(Entries)
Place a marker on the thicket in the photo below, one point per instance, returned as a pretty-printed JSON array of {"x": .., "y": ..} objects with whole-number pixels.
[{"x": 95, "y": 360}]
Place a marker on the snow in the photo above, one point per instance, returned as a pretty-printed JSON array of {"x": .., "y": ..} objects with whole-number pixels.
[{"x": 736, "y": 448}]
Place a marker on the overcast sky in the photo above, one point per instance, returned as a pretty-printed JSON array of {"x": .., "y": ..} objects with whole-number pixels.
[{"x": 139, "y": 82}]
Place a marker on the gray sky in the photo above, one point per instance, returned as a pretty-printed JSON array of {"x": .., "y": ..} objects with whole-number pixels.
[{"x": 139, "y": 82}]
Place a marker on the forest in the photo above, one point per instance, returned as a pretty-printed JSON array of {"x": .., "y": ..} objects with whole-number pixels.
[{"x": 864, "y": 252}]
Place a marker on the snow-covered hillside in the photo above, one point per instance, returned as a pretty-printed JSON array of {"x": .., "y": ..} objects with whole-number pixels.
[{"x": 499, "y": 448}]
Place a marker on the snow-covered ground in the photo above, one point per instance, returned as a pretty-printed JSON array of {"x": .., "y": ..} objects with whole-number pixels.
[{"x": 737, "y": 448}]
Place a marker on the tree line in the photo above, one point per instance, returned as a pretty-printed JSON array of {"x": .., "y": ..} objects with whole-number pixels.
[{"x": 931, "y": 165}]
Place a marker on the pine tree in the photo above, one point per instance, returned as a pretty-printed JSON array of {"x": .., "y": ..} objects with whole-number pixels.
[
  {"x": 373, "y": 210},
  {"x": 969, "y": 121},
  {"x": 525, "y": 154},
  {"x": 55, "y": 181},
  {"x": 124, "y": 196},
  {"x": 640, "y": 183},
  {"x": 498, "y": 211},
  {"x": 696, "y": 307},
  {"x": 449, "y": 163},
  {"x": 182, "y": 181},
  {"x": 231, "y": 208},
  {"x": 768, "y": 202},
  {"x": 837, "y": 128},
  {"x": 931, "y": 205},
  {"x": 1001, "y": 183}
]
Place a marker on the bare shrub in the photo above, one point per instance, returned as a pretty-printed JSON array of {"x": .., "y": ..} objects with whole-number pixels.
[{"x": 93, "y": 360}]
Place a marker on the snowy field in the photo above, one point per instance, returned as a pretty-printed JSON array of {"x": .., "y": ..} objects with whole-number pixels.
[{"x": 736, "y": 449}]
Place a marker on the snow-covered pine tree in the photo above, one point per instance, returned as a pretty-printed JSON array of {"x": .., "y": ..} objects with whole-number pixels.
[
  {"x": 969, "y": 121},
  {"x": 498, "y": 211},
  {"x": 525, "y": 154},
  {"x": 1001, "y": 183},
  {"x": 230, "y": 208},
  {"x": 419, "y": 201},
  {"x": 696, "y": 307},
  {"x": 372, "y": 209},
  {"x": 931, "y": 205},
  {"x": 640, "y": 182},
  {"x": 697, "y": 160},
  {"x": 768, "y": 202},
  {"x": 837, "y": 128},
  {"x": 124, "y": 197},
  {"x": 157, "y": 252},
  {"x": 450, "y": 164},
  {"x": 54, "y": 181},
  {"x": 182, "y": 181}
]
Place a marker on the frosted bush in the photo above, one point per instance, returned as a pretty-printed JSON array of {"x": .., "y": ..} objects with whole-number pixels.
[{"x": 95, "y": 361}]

(Short task)
Repeat the listing word for word, from the line containing "Place a marker on the snow-covered pine" through the last line of the listing, including both of those lines.

(Written answer)
Place a marker on the snow-covered pine tree in the photo above, one point per instance, returned as a pretty-printed JSON array of {"x": .., "y": ..} objects with whole-number pixels.
[
  {"x": 969, "y": 121},
  {"x": 498, "y": 211},
  {"x": 525, "y": 154},
  {"x": 1001, "y": 183},
  {"x": 230, "y": 208},
  {"x": 419, "y": 201},
  {"x": 696, "y": 307},
  {"x": 372, "y": 209},
  {"x": 931, "y": 205},
  {"x": 640, "y": 182},
  {"x": 697, "y": 160},
  {"x": 768, "y": 202},
  {"x": 837, "y": 128},
  {"x": 124, "y": 197},
  {"x": 157, "y": 252},
  {"x": 450, "y": 164},
  {"x": 54, "y": 181},
  {"x": 182, "y": 181}
]
Place a marker on the frosted bush in the photo above, one point per instance, returned as a pretty-printed JSON array of {"x": .., "y": ..} objects with whole-number pixels.
[{"x": 95, "y": 361}]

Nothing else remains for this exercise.